▶ Extract to read
Warnings

It is clear to me that there is not quite a hard and fast rule.
But can someone ballpark the number of warnings one can accumulate without being banned outright?

A big issue is the time period: 5 warnings in a month will probably get you banned; 5 warnings over a 10 year period probably won’t.

In general, we look for a pattern of warnings. Low grade, one warning per year is not best practices, God knows, but it won’t likely lead to a banning barring some other circumstance. However, picking up three or four in a month or two is probably going to cause us to have a discussion on the mod loop.

A rough outline of the sanction process that can lead to suspension or banning:

  1. Get a warning.
  2. Get several warnings.
  3. Get a warning and have a mod say, “Hey, didn’t I already give this guy one recently?”
  4. Mod looks at history. Note: Only warnings are tracked, not mod notes.
  5. Mod’s hair shoots up as he looks at the offenders list of transgressions.
  6. Mod brings it up on the mod loop.
  7. Discussion ensues. Voting may occur.
  8. One or more mods make the case for suspension, our go-to for first time offenders.
  9. Should voting hit a majority, a suspension or banning may occur.
  10. Should a mod, even in the face of a majority vote, object strenuously about a sanction it may not happen, even in the face of majority vote.

▶ Data below
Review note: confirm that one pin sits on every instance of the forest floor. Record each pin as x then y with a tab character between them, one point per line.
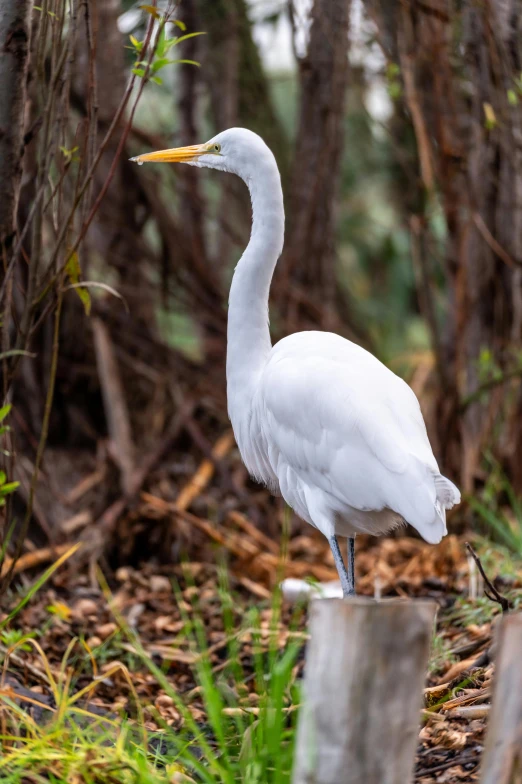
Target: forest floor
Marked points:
189	658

▶ Task instructions
Answer these questions from the text on warnings:
(a) How many warnings over a 10-year period does the text say probably won't get you banned?
(b) What does the mod look at in step 4, and what kind of record is not tracked?
(c) Which sanction is the go-to for first-time offenders?

▶ Solution to this problem
(a) Five warnings.
(b) The mod looks at the history, and mod notes are not tracked. Only warnings are.
(c) Suspension.